> [REQUIRED ACTION]: Please restate every line below exactly, without any pictures.

> [DATASET EXCERPTS]:
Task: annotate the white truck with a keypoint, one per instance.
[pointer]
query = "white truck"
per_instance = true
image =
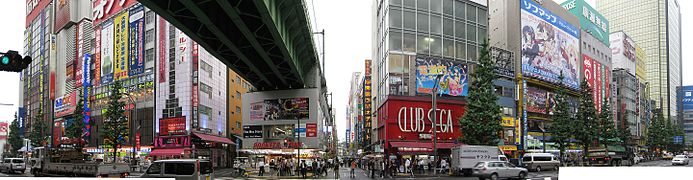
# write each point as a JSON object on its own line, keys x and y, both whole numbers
{"x": 464, "y": 157}
{"x": 70, "y": 162}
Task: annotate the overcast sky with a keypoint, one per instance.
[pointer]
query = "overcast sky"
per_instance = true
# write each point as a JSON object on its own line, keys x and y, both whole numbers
{"x": 348, "y": 43}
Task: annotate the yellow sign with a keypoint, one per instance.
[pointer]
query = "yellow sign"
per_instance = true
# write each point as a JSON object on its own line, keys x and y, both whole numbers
{"x": 508, "y": 121}
{"x": 508, "y": 147}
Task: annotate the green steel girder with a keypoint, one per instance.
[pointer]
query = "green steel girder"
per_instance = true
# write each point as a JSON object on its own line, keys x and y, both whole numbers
{"x": 268, "y": 42}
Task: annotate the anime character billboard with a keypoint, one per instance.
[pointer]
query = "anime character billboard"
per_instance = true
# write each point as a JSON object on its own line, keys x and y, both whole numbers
{"x": 550, "y": 45}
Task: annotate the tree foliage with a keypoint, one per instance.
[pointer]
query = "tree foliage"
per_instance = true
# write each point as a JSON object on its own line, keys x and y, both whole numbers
{"x": 14, "y": 139}
{"x": 586, "y": 119}
{"x": 39, "y": 130}
{"x": 562, "y": 126}
{"x": 115, "y": 129}
{"x": 480, "y": 123}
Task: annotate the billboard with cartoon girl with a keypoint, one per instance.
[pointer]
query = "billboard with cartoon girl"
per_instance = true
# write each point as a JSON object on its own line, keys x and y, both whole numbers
{"x": 453, "y": 80}
{"x": 550, "y": 45}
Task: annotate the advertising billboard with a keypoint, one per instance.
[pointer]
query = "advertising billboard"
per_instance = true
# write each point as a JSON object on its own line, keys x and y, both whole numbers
{"x": 172, "y": 126}
{"x": 590, "y": 19}
{"x": 280, "y": 109}
{"x": 252, "y": 131}
{"x": 550, "y": 45}
{"x": 136, "y": 42}
{"x": 453, "y": 80}
{"x": 104, "y": 9}
{"x": 107, "y": 52}
{"x": 623, "y": 53}
{"x": 120, "y": 49}
{"x": 66, "y": 104}
{"x": 536, "y": 100}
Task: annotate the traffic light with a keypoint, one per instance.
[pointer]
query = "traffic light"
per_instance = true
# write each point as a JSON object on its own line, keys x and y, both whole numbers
{"x": 13, "y": 62}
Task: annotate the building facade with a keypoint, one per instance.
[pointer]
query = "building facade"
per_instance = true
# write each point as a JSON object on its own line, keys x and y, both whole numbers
{"x": 658, "y": 32}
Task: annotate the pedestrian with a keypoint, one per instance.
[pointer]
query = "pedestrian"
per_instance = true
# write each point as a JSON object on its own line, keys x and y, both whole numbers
{"x": 262, "y": 168}
{"x": 353, "y": 167}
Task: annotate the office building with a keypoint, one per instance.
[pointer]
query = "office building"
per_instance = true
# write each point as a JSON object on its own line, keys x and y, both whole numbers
{"x": 655, "y": 25}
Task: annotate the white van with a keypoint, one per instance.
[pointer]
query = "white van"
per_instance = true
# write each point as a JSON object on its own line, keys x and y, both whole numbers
{"x": 540, "y": 161}
{"x": 181, "y": 169}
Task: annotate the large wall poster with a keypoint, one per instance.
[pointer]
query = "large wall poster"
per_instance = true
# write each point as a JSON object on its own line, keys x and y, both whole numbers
{"x": 453, "y": 81}
{"x": 280, "y": 109}
{"x": 550, "y": 45}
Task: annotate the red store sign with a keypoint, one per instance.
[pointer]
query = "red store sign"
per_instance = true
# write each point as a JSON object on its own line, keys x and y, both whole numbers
{"x": 411, "y": 118}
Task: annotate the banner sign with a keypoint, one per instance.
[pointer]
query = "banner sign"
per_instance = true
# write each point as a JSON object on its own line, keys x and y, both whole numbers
{"x": 453, "y": 76}
{"x": 550, "y": 45}
{"x": 172, "y": 126}
{"x": 136, "y": 60}
{"x": 252, "y": 131}
{"x": 66, "y": 104}
{"x": 280, "y": 109}
{"x": 107, "y": 52}
{"x": 120, "y": 24}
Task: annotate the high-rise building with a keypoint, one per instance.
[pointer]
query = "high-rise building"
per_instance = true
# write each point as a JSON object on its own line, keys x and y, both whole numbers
{"x": 655, "y": 25}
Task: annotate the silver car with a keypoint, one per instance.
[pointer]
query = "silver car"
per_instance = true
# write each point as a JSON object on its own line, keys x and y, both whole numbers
{"x": 498, "y": 169}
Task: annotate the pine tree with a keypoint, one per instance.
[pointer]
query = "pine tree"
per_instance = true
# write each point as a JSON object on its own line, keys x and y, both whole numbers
{"x": 586, "y": 123}
{"x": 38, "y": 134}
{"x": 562, "y": 126}
{"x": 480, "y": 124}
{"x": 75, "y": 129}
{"x": 14, "y": 140}
{"x": 607, "y": 130}
{"x": 115, "y": 130}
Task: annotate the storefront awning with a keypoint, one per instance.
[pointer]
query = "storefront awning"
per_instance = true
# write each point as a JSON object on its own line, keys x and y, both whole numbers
{"x": 167, "y": 152}
{"x": 206, "y": 137}
{"x": 439, "y": 145}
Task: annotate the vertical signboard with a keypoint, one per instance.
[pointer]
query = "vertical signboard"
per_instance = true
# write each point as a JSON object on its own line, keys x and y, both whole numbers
{"x": 136, "y": 60}
{"x": 97, "y": 56}
{"x": 107, "y": 52}
{"x": 120, "y": 25}
{"x": 162, "y": 49}
{"x": 550, "y": 45}
{"x": 85, "y": 96}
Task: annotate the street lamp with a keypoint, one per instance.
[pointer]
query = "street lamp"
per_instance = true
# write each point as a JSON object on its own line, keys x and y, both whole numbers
{"x": 435, "y": 127}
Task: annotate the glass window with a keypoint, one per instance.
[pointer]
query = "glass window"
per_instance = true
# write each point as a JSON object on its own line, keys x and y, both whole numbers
{"x": 447, "y": 7}
{"x": 459, "y": 30}
{"x": 422, "y": 5}
{"x": 436, "y": 42}
{"x": 423, "y": 43}
{"x": 460, "y": 48}
{"x": 410, "y": 3}
{"x": 471, "y": 33}
{"x": 409, "y": 20}
{"x": 448, "y": 27}
{"x": 395, "y": 40}
{"x": 471, "y": 51}
{"x": 448, "y": 48}
{"x": 436, "y": 24}
{"x": 459, "y": 9}
{"x": 409, "y": 42}
{"x": 179, "y": 168}
{"x": 471, "y": 13}
{"x": 436, "y": 6}
{"x": 422, "y": 22}
{"x": 396, "y": 17}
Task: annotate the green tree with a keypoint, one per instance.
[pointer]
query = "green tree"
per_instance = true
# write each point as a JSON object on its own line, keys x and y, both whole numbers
{"x": 562, "y": 126}
{"x": 480, "y": 123}
{"x": 38, "y": 134}
{"x": 75, "y": 129}
{"x": 586, "y": 119}
{"x": 606, "y": 131}
{"x": 14, "y": 140}
{"x": 115, "y": 130}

> [EXERCISE RESPONSE]:
Task: annotate the white truck with a keypoint, one per instance.
[pointer]
query = "white truck"
per_instance = true
image =
# write each point as a JSON object on its own line, keys x and y, both whole numbers
{"x": 464, "y": 157}
{"x": 70, "y": 162}
Task: annotate the overcast sky with a keypoint, one per instance.
[pointer]
query = "overcast sky"
per_instance = true
# write each point as a JSON object on its own line, keys x and y, both whole numbers
{"x": 348, "y": 43}
Task: annotate the yellow sign with a keypoint, one per instance.
[pointer]
query = "yellow sign"
per_instance = true
# write each point as a JSON object on its own line, keys x and y, both whole numbers
{"x": 508, "y": 121}
{"x": 508, "y": 147}
Task: annotate the green steel girder with a keypoint, one per instance.
[pointer]
query = "green steel girder"
per_instance = true
# write each point as a JSON object on its own line, keys x and y, both whole numbers
{"x": 268, "y": 42}
Task: annotate the anime character billboard with a keypoint, one per instance.
[pointer]
query = "anime character billboard"
per_instance = true
# write each point as a JSON object on its own line, keys x and y, both whole numbers
{"x": 550, "y": 45}
Task: annotate the tree foliage with a keypoint, one per instance.
[pointer]
query = "tree foliage"
per_instance = true
# write each point as a JSON object on its own line, keys x and y, both whole numbers
{"x": 14, "y": 139}
{"x": 586, "y": 119}
{"x": 39, "y": 130}
{"x": 562, "y": 126}
{"x": 115, "y": 129}
{"x": 480, "y": 123}
Task: annotate the billboard with cartoon girl with a keypoint, one per instance.
[pointer]
query = "billboard with cartoon girl"
per_instance = true
# write each point as a JSON object on its own line, keys x and y, both whole numbers
{"x": 453, "y": 80}
{"x": 550, "y": 45}
Task: annotate the advertising billboard with a keypoint, one per instance.
[pointer]
query = "advertising billboard"
per_instance = true
# write each point as a JSON object on its own line, keys x and y, both whole numbers
{"x": 172, "y": 126}
{"x": 590, "y": 19}
{"x": 280, "y": 109}
{"x": 252, "y": 131}
{"x": 550, "y": 45}
{"x": 136, "y": 42}
{"x": 453, "y": 80}
{"x": 104, "y": 9}
{"x": 107, "y": 52}
{"x": 623, "y": 53}
{"x": 120, "y": 49}
{"x": 66, "y": 104}
{"x": 536, "y": 100}
Task: annotate the traffic light with a keypoint, one per instance.
[pointer]
query = "traffic light"
per_instance = true
# write each point as a JSON object on its own line, keys x and y, both whole numbers
{"x": 13, "y": 62}
Task: annotate the building facade with a keypoint, one per instance.
[pointer]
query = "building facade"
per_instance = true
# write each point as a JSON object on its own line, keys x and y, both whole numbers
{"x": 658, "y": 32}
Task: annotate the pedestrian with a keypoint, one per instance.
[pointer]
query = "pedestrian"
per_instance = true
# write each point as a JSON object on its own line, keys x and y, both whole numbers
{"x": 262, "y": 168}
{"x": 353, "y": 167}
Task: annotate the office building with a keypoint, one per instance.
[pointer]
query = "office building"
per_instance = true
# write each point as a JSON object on its own line, keys x and y, both whole numbers
{"x": 655, "y": 25}
Task: annotate the white van with a keypoint, one per instance.
[pointer]
query = "white van"
per_instance = true
# write each point as a JSON object on its own line, keys x and y, both whole numbers
{"x": 540, "y": 161}
{"x": 181, "y": 169}
Task: annotate the large wall poster with a keypoint, one per instance.
[pointer]
query = "large wall poster"
per_instance = true
# write each point as a JSON object on its own line, keys x and y, both whole numbers
{"x": 453, "y": 81}
{"x": 280, "y": 109}
{"x": 550, "y": 45}
Task: annotate the red store sign with a keypoint, one per instance.
[pointer]
query = "red store sign"
per_instance = true
# write each point as a JSON object on its own line, keys x and y, both whole numbers
{"x": 411, "y": 118}
Task: annotate the banner sign with a keypoint, one per instance.
[pointer]
query = "banner sign"
per_instance = true
# write each point as a JSON object on its own line, keys x and y, both whole numbers
{"x": 453, "y": 76}
{"x": 550, "y": 45}
{"x": 172, "y": 126}
{"x": 136, "y": 60}
{"x": 252, "y": 131}
{"x": 66, "y": 104}
{"x": 280, "y": 109}
{"x": 107, "y": 52}
{"x": 120, "y": 24}
Task: annotate the high-rise building with a keypoint, one per instance.
[pointer]
query = "high-rise building"
per_instance = true
# write each point as a JSON object on its own line, keys x and y, both whole numbers
{"x": 655, "y": 25}
Task: annotate the silver car with a keypoint, one per instance.
[pointer]
query = "silver car"
per_instance = true
# write each point as a JSON object on its own line, keys x and y, both whole numbers
{"x": 498, "y": 169}
Task: annotate the pine tree with a keypoint, one per instance.
[pointer]
query = "pine tree"
per_instance = true
# write each point as a JSON object on its own line, keys x and y, both whole numbers
{"x": 586, "y": 123}
{"x": 38, "y": 134}
{"x": 562, "y": 126}
{"x": 480, "y": 124}
{"x": 75, "y": 129}
{"x": 14, "y": 140}
{"x": 607, "y": 130}
{"x": 115, "y": 130}
Task: annotate the storefront awning with a keypoint, one per instance.
[pointer]
query = "storefront awning"
per_instance = true
# write each point as a JSON object on its own line, keys x and y, both whole numbers
{"x": 167, "y": 152}
{"x": 206, "y": 137}
{"x": 439, "y": 145}
Task: annotate the vertical signboard with a keypoint, one per instance.
[pointer]
query = "vertical signboard"
per_instance = true
# write each point as a JSON object on its own line, keys x and y, both whole numbers
{"x": 136, "y": 60}
{"x": 97, "y": 56}
{"x": 107, "y": 52}
{"x": 120, "y": 25}
{"x": 162, "y": 49}
{"x": 550, "y": 45}
{"x": 85, "y": 96}
Task: annotate the street lamp with a keypoint, one per instance.
[pointer]
query = "street lamp"
per_instance = true
# write each point as a JSON object on its own line, keys x and y, both whole numbers
{"x": 435, "y": 127}
Task: annotate the glass window with a keypoint, one per instance.
[pointer]
query = "glass window"
per_instance = true
# write each point as a JSON object on its own line, keys x and y, both whole numbers
{"x": 447, "y": 7}
{"x": 459, "y": 30}
{"x": 422, "y": 5}
{"x": 436, "y": 42}
{"x": 423, "y": 43}
{"x": 460, "y": 48}
{"x": 410, "y": 3}
{"x": 471, "y": 33}
{"x": 409, "y": 20}
{"x": 448, "y": 27}
{"x": 395, "y": 40}
{"x": 471, "y": 51}
{"x": 448, "y": 48}
{"x": 436, "y": 24}
{"x": 459, "y": 9}
{"x": 409, "y": 42}
{"x": 179, "y": 168}
{"x": 471, "y": 13}
{"x": 436, "y": 6}
{"x": 422, "y": 22}
{"x": 396, "y": 17}
Task: annotate the green tree with a keypoint, one per instance.
[pointer]
query = "green tree"
per_instance = true
# write each point as a JSON object on its own line, keys x and y, both whole numbers
{"x": 562, "y": 126}
{"x": 480, "y": 123}
{"x": 38, "y": 134}
{"x": 75, "y": 129}
{"x": 586, "y": 119}
{"x": 606, "y": 131}
{"x": 14, "y": 140}
{"x": 115, "y": 130}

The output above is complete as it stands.